Hazine ve Maliye Bakanı Mehmet Şimşek, İngiltere’nin başkenti Londra’da yatırımcılarla bir araya geldiği toplantıda, Birleşik Krallık ile Serbest Ticaret Anlaşması (STA) müzakerelerinde sona yaklaşıldığını açıkladı. CNBC-e Londra Temsilcisi Berfu Güven’in haberine göre, anlaşmanın yalnızca sanayi ürünlerini değil, hizmetler, tarım ve kamu alımlarını da kapsayacak şekilde genişletilmesi planlanıyor.
Şimşek, “İngiltere ile çok kapsamlı bir Serbest Ticaret Anlaşması’nda son aşamadayız. İçeriği sadece sanayi mallarıyla sınırlı kalmayacak” ifadelerini kullandı.
Mevcut STA, Birleşik Krallık’ın Avrupa Birliği’nden ayrılması sonrası 2021 yılında devreye girmişti. Yeni anlaşma ile karşılıklı ticaretin kapsamı ve derinliği artırılacak.

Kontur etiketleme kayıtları
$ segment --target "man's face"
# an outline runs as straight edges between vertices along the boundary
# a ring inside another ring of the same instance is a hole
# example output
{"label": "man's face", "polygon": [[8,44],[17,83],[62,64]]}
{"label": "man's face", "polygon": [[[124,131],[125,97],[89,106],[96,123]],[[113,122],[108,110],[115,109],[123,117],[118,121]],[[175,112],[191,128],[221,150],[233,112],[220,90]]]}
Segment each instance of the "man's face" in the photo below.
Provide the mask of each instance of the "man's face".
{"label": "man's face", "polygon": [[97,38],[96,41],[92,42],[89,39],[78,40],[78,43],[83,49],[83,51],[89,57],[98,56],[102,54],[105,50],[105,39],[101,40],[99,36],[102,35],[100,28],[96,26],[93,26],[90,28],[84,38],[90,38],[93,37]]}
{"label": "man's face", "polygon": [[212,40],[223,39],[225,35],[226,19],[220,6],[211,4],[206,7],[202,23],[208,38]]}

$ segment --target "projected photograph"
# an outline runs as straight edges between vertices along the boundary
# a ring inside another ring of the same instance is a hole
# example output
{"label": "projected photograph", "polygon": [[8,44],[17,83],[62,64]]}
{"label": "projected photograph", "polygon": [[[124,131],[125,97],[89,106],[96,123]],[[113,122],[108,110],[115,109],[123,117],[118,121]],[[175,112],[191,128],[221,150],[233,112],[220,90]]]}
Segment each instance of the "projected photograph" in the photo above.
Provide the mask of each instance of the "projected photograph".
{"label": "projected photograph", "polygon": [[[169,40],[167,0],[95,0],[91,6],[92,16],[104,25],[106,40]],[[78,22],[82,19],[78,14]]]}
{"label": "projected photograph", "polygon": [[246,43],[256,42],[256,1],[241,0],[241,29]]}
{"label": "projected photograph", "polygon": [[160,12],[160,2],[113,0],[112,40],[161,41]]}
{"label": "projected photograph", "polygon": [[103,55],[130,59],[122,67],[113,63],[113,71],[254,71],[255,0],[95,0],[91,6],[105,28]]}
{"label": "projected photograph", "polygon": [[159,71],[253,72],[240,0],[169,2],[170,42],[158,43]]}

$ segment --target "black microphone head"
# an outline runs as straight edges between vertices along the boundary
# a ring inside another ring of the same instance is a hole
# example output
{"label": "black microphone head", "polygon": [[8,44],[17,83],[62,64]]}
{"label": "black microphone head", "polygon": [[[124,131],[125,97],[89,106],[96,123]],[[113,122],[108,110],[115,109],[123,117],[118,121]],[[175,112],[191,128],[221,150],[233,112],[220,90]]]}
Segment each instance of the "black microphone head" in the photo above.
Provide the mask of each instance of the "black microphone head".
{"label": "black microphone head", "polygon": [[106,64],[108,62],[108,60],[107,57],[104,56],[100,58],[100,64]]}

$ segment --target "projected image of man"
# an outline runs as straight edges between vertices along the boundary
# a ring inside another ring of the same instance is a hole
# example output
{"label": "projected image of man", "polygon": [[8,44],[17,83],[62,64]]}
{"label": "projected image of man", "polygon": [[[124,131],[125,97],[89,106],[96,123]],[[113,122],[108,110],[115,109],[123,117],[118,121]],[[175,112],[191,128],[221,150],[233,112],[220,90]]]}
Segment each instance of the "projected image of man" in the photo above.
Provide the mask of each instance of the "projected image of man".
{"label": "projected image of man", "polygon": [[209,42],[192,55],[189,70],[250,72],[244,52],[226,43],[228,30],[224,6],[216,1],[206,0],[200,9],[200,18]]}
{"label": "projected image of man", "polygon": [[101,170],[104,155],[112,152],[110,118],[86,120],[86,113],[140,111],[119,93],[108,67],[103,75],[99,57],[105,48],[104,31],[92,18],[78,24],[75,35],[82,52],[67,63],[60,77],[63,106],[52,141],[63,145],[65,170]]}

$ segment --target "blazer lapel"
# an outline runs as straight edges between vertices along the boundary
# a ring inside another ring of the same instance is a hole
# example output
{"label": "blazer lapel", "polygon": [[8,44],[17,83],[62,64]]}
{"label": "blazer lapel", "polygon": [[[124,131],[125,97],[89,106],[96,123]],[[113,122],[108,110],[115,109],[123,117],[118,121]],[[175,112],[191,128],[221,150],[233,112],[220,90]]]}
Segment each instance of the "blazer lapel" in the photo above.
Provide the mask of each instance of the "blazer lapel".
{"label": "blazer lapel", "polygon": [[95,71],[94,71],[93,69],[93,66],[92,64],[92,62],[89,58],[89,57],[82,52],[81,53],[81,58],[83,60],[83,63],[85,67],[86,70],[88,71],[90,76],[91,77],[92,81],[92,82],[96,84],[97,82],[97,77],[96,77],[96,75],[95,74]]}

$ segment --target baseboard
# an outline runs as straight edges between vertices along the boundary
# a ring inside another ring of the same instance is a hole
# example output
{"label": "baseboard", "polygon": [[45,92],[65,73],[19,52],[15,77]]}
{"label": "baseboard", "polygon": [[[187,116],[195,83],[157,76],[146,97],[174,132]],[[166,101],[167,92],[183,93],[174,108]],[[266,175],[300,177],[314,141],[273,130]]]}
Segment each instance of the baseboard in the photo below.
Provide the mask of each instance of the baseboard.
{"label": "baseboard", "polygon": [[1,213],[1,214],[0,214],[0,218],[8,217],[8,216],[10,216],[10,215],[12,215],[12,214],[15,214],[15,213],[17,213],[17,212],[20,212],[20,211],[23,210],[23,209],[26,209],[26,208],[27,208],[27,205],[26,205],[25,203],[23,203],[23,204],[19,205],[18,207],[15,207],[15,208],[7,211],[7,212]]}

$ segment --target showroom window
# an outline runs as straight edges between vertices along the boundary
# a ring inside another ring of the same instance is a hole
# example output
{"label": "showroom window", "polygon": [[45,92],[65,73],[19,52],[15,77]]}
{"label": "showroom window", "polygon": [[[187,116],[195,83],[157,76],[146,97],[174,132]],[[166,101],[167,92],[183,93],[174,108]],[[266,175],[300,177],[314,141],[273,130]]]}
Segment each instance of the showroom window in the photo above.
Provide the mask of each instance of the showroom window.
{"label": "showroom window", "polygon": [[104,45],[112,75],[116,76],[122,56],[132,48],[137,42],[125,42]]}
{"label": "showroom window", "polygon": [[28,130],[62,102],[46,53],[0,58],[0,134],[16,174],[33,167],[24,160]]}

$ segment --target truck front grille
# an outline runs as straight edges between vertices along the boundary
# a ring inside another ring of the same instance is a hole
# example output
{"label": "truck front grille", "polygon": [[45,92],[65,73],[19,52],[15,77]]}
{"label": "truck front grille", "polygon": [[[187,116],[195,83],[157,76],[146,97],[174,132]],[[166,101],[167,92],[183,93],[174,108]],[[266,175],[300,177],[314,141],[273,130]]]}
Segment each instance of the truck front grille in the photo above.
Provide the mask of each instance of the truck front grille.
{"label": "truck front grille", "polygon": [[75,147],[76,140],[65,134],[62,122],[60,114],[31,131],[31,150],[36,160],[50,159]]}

Görev gereksinimleri ▸ İngiltere ile Serbest Ticaret Anlaşması müzakerelerine dair haberi, son cümlesinin ardından devam ettirerek yazın.

Doğru yanıt ▸
AB İLE TİCARETTE HEDEF 400 MİLYAR DOLAR
Şimşek, Avrupa Birliği ile olan ticaret hacminin bu yıl 230 milyar doları aşmasının beklendiğini, Gümrük Birliği’nin kapsamının genişletilmesi halinde bu rakamın önümüzdeki 10 yıl içinde 400 milyar dolara ulaşabileceğini ifade etti.
Türkiye, AB ile mevcut Gümrük Birliği anlaşmasını dijital hizmetler, tarım ve kamu ihaleleri gibi yeni alanları da kapsayacak şekilde güncellemeyi hedefliyor.

YATIRIMCILARA İSTİKRAR VE REFORM MESAJI
Londra’daki temaslarında mali disiplinin yeniden sağlandığını vurgulayan Şimşek, Türkiye’nin dış açıkta ve enflasyonda kayda değer ilerleme sağladığını dile getirdi. Türkiye’nin risk priminin 2023 ortasında 700 baz puandan 240’ın altına indiğini hatırlatan Bakan, yatırım ortamının güçlenmekte olduğunu belirtti.
2026 yılının yapısal reformların hız kazanacağı bir dönem olacağını söyleyen Şimşek, “Cumhurbaşkanımızın da ifade ettiği gibi 2026 reform yılı olacak. Bu yıl ise Türkiye, Dünya Bankası tanımına göre yüksek gelirli ülkeler grubuna geçebilir” dedi.

“TÜRKİYE KIRILMALARA KARŞI DAHA DAYANIKLI”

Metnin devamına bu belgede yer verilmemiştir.